■ Work order
In the abstract below on Alcalase-coated nanogels, which bacterium was used to test the nanotechnology approach?

Advanced Alcalase-Coated Clindamycin-Loaded Carbopol Nanogels for Removal of Persistent Bacterial Biofilms

Abstract

Formation of bacterial biofilms in chronic wounds poses a big challenge for effective treatments as their matrix of extracellular polymeric substances provides a protective barrier to surface-attached bacteria against antibiotics. Here, we demonstrate that by surface-functionalizing clindamycin-loaded nanogel particles with the cationic protease, Alcalase 2.4 L FG, a very effective agent for eradicating persistent bacterial biofilms and surpassing antibacterial resistance mechanisms can be developed. The antibiotic nanocarrier used in this study was an Alcalase-coated clindamycin-loaded acrylic copolymer nanogel. Due to the protease surface coating, the functionalized nanogel particles were able to break down the extracellular polymer matrix of biofilms of Gram-positive bacteria, electrostatically attach themselves onto the incorporated bacterial cells, and deliver the antibiotic directly onto their cell walls. We tested the performance of this innovative nanotechnology approach on Staphylococcus aureus. The results showed an increase in biofilm mass reduction of both types of bacterial biofilms compared to treatment with free clindamycin and conventionally used antibacterial agents (cetrimide, benzalkonium chloride, povidone-iodine (PVP-I), and chloroxylenol). The developed dual functionalized antibiotic nanocarrier has proven its effectiveness in treating bacterial biofilms and can potentially find clinical applications for enhanced antibiotic treatments of diabetic foot and chronically infected surface wounds.

■ The data
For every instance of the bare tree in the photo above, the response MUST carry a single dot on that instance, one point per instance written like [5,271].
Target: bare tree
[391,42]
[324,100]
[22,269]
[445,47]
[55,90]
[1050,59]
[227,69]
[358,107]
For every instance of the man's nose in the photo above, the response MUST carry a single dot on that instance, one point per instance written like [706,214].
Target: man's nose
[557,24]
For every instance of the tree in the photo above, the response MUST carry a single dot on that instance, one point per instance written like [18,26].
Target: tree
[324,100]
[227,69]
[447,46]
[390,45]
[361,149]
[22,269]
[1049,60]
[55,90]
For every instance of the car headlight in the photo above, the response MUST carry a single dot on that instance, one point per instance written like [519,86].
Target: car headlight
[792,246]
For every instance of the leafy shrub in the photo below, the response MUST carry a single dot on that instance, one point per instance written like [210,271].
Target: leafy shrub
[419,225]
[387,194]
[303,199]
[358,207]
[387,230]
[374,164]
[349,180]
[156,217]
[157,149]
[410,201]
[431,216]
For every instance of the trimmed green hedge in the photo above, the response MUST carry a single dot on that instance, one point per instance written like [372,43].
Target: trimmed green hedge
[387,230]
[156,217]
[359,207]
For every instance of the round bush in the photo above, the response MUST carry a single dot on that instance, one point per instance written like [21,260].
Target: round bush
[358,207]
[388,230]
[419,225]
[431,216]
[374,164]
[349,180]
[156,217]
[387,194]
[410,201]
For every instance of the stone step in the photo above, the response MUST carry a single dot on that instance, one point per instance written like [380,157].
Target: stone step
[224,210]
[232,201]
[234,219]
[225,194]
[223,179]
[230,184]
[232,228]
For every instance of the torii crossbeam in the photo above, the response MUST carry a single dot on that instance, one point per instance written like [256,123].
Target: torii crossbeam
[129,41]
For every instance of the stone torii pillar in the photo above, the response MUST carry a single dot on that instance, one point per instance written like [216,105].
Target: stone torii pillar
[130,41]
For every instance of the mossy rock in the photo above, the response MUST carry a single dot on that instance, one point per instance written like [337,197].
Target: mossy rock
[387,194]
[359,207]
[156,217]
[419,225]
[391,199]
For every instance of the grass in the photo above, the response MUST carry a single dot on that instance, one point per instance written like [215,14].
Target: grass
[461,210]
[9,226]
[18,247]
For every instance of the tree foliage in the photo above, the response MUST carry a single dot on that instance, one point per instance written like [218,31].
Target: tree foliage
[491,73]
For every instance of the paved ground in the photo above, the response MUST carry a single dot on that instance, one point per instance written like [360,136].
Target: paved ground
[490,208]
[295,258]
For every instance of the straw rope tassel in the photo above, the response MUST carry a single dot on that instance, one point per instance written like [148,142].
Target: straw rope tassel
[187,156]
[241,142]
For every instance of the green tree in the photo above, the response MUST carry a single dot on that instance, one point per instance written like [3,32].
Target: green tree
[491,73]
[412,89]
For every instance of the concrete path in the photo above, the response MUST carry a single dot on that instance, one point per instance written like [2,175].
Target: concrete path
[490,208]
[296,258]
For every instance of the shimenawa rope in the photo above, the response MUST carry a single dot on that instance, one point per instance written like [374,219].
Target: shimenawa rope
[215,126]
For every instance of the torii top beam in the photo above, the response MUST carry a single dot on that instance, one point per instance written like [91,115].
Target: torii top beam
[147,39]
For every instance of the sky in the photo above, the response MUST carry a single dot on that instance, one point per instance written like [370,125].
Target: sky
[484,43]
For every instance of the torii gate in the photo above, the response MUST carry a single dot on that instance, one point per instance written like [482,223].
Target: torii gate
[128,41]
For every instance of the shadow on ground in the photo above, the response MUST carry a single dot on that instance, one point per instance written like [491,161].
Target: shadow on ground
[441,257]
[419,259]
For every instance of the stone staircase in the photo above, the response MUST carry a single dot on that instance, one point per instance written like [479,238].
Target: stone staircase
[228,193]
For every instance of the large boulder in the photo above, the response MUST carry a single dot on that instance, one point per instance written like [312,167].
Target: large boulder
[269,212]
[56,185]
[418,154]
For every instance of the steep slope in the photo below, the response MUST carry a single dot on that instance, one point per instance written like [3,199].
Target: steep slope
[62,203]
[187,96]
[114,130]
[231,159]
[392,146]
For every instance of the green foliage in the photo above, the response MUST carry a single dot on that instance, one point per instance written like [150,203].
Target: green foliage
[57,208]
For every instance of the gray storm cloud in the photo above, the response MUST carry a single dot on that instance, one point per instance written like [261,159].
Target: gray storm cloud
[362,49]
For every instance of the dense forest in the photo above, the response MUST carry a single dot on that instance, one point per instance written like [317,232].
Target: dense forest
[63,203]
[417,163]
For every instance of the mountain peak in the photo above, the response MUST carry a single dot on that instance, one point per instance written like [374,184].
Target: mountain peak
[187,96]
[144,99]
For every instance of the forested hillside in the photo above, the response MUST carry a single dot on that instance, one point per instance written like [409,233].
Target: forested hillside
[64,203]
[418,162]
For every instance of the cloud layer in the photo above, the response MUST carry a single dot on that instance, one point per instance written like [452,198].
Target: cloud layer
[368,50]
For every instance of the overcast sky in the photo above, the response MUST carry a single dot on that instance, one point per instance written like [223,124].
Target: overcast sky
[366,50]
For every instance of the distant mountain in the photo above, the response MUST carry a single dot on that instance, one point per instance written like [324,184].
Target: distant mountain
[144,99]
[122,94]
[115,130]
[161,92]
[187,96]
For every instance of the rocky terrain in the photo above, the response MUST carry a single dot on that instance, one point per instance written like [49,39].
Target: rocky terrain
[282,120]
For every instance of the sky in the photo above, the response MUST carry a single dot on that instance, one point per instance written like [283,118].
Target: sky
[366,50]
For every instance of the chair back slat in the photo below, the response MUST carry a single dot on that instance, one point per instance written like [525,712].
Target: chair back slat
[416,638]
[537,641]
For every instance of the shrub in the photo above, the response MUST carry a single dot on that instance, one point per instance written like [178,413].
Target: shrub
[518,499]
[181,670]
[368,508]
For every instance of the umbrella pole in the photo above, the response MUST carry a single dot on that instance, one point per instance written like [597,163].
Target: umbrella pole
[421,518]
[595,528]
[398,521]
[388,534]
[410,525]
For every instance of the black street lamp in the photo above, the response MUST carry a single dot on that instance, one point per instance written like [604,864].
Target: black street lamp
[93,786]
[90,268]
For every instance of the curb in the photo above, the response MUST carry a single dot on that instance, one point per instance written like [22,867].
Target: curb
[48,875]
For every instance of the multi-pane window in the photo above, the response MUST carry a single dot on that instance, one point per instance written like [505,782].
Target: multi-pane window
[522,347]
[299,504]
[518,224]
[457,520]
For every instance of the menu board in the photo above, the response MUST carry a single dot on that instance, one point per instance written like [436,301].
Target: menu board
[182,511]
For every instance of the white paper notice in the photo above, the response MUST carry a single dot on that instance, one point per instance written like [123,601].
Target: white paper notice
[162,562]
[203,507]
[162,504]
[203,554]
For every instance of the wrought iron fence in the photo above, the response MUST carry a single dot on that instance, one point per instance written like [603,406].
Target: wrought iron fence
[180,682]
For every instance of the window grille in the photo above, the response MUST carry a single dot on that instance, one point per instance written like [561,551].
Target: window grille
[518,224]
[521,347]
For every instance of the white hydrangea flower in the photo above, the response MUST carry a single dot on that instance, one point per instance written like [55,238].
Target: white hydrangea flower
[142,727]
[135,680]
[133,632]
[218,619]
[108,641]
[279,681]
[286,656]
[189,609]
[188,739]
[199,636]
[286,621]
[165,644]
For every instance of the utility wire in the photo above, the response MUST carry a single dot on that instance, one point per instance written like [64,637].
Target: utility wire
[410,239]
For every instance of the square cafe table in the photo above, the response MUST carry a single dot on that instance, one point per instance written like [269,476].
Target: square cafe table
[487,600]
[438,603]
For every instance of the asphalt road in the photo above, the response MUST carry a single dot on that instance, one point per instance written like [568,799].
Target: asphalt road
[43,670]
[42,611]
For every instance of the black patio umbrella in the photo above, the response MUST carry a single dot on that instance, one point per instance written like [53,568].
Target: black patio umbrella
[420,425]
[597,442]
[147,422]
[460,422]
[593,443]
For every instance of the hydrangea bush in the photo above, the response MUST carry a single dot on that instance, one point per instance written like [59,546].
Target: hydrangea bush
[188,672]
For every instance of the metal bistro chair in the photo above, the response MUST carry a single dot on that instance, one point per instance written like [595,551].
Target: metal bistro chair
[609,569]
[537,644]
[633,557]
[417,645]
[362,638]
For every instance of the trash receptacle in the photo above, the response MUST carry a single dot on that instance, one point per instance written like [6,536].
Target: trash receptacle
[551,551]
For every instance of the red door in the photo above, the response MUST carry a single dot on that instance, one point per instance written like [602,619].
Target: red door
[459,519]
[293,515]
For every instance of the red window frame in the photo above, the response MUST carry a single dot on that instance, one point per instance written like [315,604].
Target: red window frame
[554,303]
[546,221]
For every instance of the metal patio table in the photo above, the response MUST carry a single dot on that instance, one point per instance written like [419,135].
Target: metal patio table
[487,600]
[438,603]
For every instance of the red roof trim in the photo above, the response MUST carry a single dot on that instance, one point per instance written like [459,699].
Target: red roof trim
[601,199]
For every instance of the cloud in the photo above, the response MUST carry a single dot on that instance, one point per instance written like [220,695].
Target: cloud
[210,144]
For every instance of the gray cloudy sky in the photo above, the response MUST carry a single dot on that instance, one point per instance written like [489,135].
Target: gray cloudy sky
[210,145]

■ Output below
Staphylococcus aureus